***** RECORDS FOR THIS EXERCISE
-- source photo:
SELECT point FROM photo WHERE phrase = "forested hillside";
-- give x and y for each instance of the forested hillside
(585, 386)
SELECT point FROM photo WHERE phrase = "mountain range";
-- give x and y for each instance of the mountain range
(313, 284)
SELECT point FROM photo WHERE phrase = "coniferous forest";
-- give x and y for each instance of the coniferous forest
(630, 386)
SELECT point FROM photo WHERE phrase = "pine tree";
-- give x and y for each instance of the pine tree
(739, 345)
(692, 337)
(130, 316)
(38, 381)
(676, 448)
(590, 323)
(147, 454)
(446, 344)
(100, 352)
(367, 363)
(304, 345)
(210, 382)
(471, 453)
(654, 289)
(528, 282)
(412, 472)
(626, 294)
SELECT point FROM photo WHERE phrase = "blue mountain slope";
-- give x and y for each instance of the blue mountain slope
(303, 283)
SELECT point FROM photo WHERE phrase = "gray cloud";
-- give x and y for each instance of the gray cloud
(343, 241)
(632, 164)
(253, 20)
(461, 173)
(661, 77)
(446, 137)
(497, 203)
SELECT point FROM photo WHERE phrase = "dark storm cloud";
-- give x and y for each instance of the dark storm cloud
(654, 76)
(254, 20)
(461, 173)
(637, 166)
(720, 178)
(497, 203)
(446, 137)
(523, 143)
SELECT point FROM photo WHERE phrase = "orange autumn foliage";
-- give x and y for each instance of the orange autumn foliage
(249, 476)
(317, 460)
**********
ACTIVITY: Every record must be written out again without any change.

RESPONSE:
-- source photo:
SELECT point FROM photo WHERE phrase = "forested hillside";
-- give x and y for each instance of the forested hillside
(585, 386)
SELECT point FROM photo WHERE phrase = "mountain range";
-- give x and y for each instance of the mountain range
(313, 284)
SELECT point FROM photo WHERE phrase = "coniferous forest";
-- give x and y for each instance of the coniferous forest
(630, 386)
SELECT point FROM photo WHERE phrase = "pine tree";
-- give x and y for each instance of the pine tree
(739, 345)
(692, 337)
(130, 316)
(38, 381)
(676, 448)
(590, 323)
(147, 454)
(446, 344)
(100, 352)
(367, 363)
(304, 345)
(210, 382)
(471, 453)
(654, 289)
(528, 282)
(412, 472)
(626, 294)
SELECT point FROM photo WHERE phrase = "blue mountain slope";
-- give x and y for each instance of the blue mountain slope
(303, 283)
SELECT point FROM photo WHERE phrase = "gray cloud";
-- give x and y for each instance of the gray cloud
(343, 241)
(632, 164)
(253, 20)
(461, 173)
(661, 77)
(446, 137)
(497, 203)
SELECT point FROM photo WHERE phrase = "dark storm cloud";
-- give x and y for each instance of the dark storm cloud
(654, 76)
(254, 20)
(461, 173)
(637, 166)
(720, 178)
(497, 203)
(446, 137)
(523, 143)
SELECT point FROM photo WHERE phrase = "orange autumn foliage";
-- give x and y for each instance of the orange autumn foliage
(249, 476)
(317, 460)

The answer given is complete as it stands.